▶ EXERCISE DESCRIPTION: What is needed is an exact copy of the entries below, with every picture left out.

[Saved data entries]
══════════════════════════════

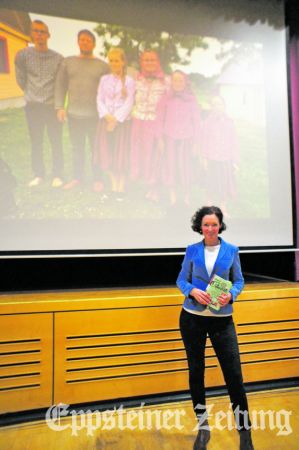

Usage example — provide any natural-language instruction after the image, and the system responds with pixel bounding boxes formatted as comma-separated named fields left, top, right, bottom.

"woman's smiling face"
left=201, top=214, right=221, bottom=245
left=141, top=51, right=159, bottom=74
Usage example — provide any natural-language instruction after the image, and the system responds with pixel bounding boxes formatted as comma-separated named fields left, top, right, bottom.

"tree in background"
left=93, top=23, right=208, bottom=72
left=93, top=23, right=262, bottom=109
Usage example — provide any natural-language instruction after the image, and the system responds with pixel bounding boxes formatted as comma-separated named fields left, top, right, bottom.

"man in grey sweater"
left=15, top=20, right=63, bottom=187
left=55, top=30, right=108, bottom=190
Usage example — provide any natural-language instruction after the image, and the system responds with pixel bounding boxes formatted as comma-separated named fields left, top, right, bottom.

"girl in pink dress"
left=94, top=48, right=135, bottom=199
left=130, top=50, right=170, bottom=201
left=156, top=70, right=201, bottom=206
left=201, top=96, right=239, bottom=215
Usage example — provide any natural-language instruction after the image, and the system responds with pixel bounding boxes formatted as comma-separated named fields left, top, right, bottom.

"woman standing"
left=177, top=206, right=254, bottom=450
left=130, top=50, right=169, bottom=201
left=94, top=48, right=135, bottom=199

══════════════════════════════

▶ WRITTEN ANSWER:
Usage example — provide any natural-language instruction after the image, and the system responds with pixel bounding boxes formatted as comma-separated named fields left, top, right, bottom.

"woman's smiling face"
left=201, top=214, right=221, bottom=245
left=141, top=51, right=159, bottom=74
Usage example — provide any natural-language instruction after the image, and the system responds with pixel bounding boxes formatted as comma-separated named fields left, top, right, bottom.

"tree in background"
left=93, top=23, right=208, bottom=72
left=93, top=23, right=262, bottom=109
Usage example — provide any natural-language instruction after the image, and the system responds with pixel bounding boxes formatted as comma-separated named fields left, top, right, bottom.

"man in grey sweater"
left=15, top=20, right=63, bottom=187
left=55, top=30, right=108, bottom=190
Usage example — provide any natural-language instruction after the image, and the system responds with pixel bounding boxes formatted as comma-separated named fields left, top, right, bottom.

"girl in pink dress"
left=94, top=48, right=135, bottom=199
left=130, top=50, right=170, bottom=201
left=156, top=70, right=201, bottom=206
left=201, top=96, right=239, bottom=215
Usage example — provide any natural-language instruction after the image, and the system responds with pixel bounding boxes formatted as comma-separated named fields left, top, right, bottom.

"woman standing"
left=177, top=206, right=254, bottom=450
left=130, top=50, right=169, bottom=201
left=94, top=48, right=135, bottom=199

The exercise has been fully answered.